» **PASSAGE GIVEN**
---------------

One year later, as noted in the 2000 State of the State speech, more than seventy percent of all households along the Wasatch Front now had access to high-speed internet. Statewide, the number was fifty-five percent. That was unmistakable progress, but we still had work to do in rural Utah. The goal was high-speed, high-capacity internet service in every community of Utah within two years. 

A Grow-Out Center 

The new millennium had dawned, and the world had changed profoundly in the seven years since my election. Once an exciting idea in abstract, the internet was now a reality at our doorstep. 

The State of Utah had its website—the second state in America to launch one—and by this time was actively contemplating ways to offer state services via the internet. We had created a new university (WGU) that would be entirely operated online. WordPerfect and Novell were our two major tech employers, but beyond those two important businesses, the state lacked much of a foothold. We also had just one venture capital fund in the state, with a whopping $20 million. 

We aspired to be more and developed a plan. It included building the ecosystem required to attract and build those jobs—the web tone and access component already under way across the state. Then, too, people needed to learn how to use those tools. And if we wanted to play a meaningful role in technology, we had to attract investment funds, law firms, and accounting organizations with sufficient capacity and reputation. We were in a race.

---------------

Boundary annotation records
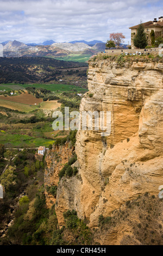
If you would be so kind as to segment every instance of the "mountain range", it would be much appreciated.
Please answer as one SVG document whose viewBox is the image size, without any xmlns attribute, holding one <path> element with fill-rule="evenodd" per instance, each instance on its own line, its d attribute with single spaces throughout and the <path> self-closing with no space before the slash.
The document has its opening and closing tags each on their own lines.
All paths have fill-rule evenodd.
<svg viewBox="0 0 163 256">
<path fill-rule="evenodd" d="M 97 41 L 99 42 L 94 40 L 86 42 L 94 44 Z M 72 42 L 54 42 L 53 40 L 49 40 L 41 43 L 41 43 L 40 45 L 33 43 L 29 45 L 14 40 L 6 41 L 2 44 L 3 45 L 3 57 L 47 57 L 80 62 L 87 61 L 91 56 L 99 51 L 104 51 L 105 47 L 104 42 L 96 42 L 93 46 L 90 46 L 83 41 L 75 41 Z M 78 56 L 79 56 L 79 59 Z M 70 59 L 70 58 L 72 59 Z"/>
<path fill-rule="evenodd" d="M 8 42 L 9 42 L 9 41 L 10 41 L 9 40 L 5 41 L 5 42 L 1 42 L 1 44 L 3 45 L 5 45 Z M 45 41 L 43 42 L 39 42 L 39 43 L 37 43 L 37 44 L 35 43 L 35 42 L 31 42 L 31 43 L 28 43 L 28 44 L 26 44 L 26 45 L 28 45 L 28 46 L 51 45 L 52 45 L 53 44 L 54 44 L 55 42 L 55 42 L 53 40 L 47 40 L 47 41 Z M 71 42 L 70 42 L 71 44 L 76 44 L 76 42 L 83 42 L 84 44 L 86 44 L 89 45 L 90 46 L 93 46 L 96 44 L 103 43 L 104 42 L 102 42 L 102 41 L 99 41 L 99 40 L 94 40 L 89 41 L 85 41 L 84 40 L 78 40 L 78 41 L 71 41 Z"/>
</svg>

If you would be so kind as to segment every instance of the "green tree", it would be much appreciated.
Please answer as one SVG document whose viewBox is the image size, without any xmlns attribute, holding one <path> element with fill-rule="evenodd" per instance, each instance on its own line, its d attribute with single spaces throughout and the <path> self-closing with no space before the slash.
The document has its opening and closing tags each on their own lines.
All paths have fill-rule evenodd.
<svg viewBox="0 0 163 256">
<path fill-rule="evenodd" d="M 145 48 L 148 45 L 146 34 L 141 21 L 137 29 L 137 34 L 134 38 L 133 42 L 134 46 L 140 49 Z"/>
<path fill-rule="evenodd" d="M 5 153 L 4 145 L 0 144 L 0 159 L 4 157 L 4 153 Z"/>
<path fill-rule="evenodd" d="M 29 168 L 28 166 L 25 166 L 24 167 L 24 174 L 26 176 L 26 177 L 28 177 L 29 176 Z"/>
<path fill-rule="evenodd" d="M 163 44 L 163 38 L 161 36 L 158 36 L 155 39 L 155 46 L 159 47 L 160 44 Z"/>
<path fill-rule="evenodd" d="M 16 175 L 14 174 L 15 168 L 13 166 L 9 166 L 8 169 L 6 169 L 4 173 L 2 174 L 0 178 L 0 181 L 5 189 L 9 190 L 10 186 L 14 184 L 14 181 Z"/>
<path fill-rule="evenodd" d="M 105 44 L 105 46 L 108 48 L 115 47 L 115 44 L 114 41 L 112 41 L 111 40 L 108 40 L 106 44 Z"/>
<path fill-rule="evenodd" d="M 22 205 L 24 204 L 28 204 L 29 202 L 29 199 L 27 196 L 24 196 L 19 199 L 19 204 Z"/>
<path fill-rule="evenodd" d="M 151 38 L 151 45 L 154 46 L 155 45 L 155 33 L 153 29 L 152 29 L 150 35 Z"/>
<path fill-rule="evenodd" d="M 11 150 L 7 150 L 4 154 L 4 157 L 8 159 L 8 160 L 11 160 L 14 156 L 14 154 Z"/>
<path fill-rule="evenodd" d="M 36 170 L 39 170 L 40 169 L 40 162 L 39 161 L 36 161 L 35 163 L 35 167 Z"/>
</svg>

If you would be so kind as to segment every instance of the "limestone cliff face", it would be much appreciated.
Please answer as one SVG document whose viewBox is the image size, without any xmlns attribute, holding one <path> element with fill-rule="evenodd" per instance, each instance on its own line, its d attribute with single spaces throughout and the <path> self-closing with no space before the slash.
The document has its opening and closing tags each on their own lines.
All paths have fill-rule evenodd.
<svg viewBox="0 0 163 256">
<path fill-rule="evenodd" d="M 123 66 L 109 59 L 89 61 L 89 93 L 80 111 L 111 111 L 111 131 L 102 137 L 101 131 L 78 131 L 76 152 L 81 178 L 60 182 L 59 224 L 68 208 L 95 227 L 100 215 L 111 216 L 139 194 L 158 197 L 163 185 L 162 72 L 163 63 L 152 61 Z"/>
<path fill-rule="evenodd" d="M 58 186 L 58 174 L 72 156 L 73 150 L 71 144 L 67 142 L 61 146 L 53 145 L 52 150 L 49 150 L 46 156 L 47 167 L 45 172 L 45 186 Z M 53 194 L 45 190 L 46 205 L 50 208 L 55 203 L 56 198 Z"/>
</svg>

---------------

» **TASK INSTRUCTIONS**
1) List every kind of organization that the passage on Utah's internet push says the state had to attract.
2) Replace "mountain range" with "mountain ridge" in the part of the records that runs from their start through the line containing "96 44 L 103", leaving every other character unchanged. Give only that part, and leave the pictures out.
The text and the records are unrelated material.

» **TASK RESPONSES**
1) investment funds, law firms, accounting organizations

2)
If you would be so kind as to segment every instance of the "mountain ridge", it would be much appreciated.
Please answer as one SVG document whose viewBox is the image size, without any xmlns attribute, holding one <path> element with fill-rule="evenodd" per instance, each instance on its own line, its d attribute with single spaces throughout and the <path> self-closing with no space before the slash.
The document has its opening and closing tags each on their own lines.
All paths have fill-rule evenodd.
<svg viewBox="0 0 163 256">
<path fill-rule="evenodd" d="M 97 41 L 99 42 L 94 40 L 86 42 L 94 44 Z M 72 42 L 54 42 L 53 40 L 49 40 L 41 43 L 41 43 L 40 45 L 33 43 L 29 45 L 14 40 L 6 41 L 2 44 L 3 45 L 3 57 L 47 57 L 80 62 L 87 61 L 91 56 L 99 51 L 104 51 L 105 47 L 104 42 L 96 42 L 93 46 L 90 46 L 83 41 L 75 41 Z M 78 56 L 79 56 L 79 59 Z M 70 59 L 70 58 L 72 59 Z"/>
<path fill-rule="evenodd" d="M 8 42 L 9 42 L 9 41 L 10 41 L 9 40 L 5 41 L 5 42 L 1 42 L 1 44 L 3 45 L 5 45 Z M 45 41 L 43 42 L 39 42 L 39 43 L 37 43 L 37 44 L 35 43 L 35 42 L 31 42 L 31 43 L 28 43 L 28 44 L 26 44 L 26 45 L 28 45 L 28 46 L 51 45 L 52 45 L 53 44 L 54 44 L 55 42 L 55 42 L 53 40 L 47 40 L 47 41 Z M 71 42 L 70 42 L 71 44 L 76 44 L 76 42 L 83 42 L 84 44 L 86 44 L 89 45 L 90 46 L 93 46 L 96 44 L 103 43 L 104 42 L 102 42 L 102 41 L 99 41 L 99 40 L 94 40 L 89 41 L 85 41 L 84 40 L 78 40 L 78 41 L 71 41 Z"/>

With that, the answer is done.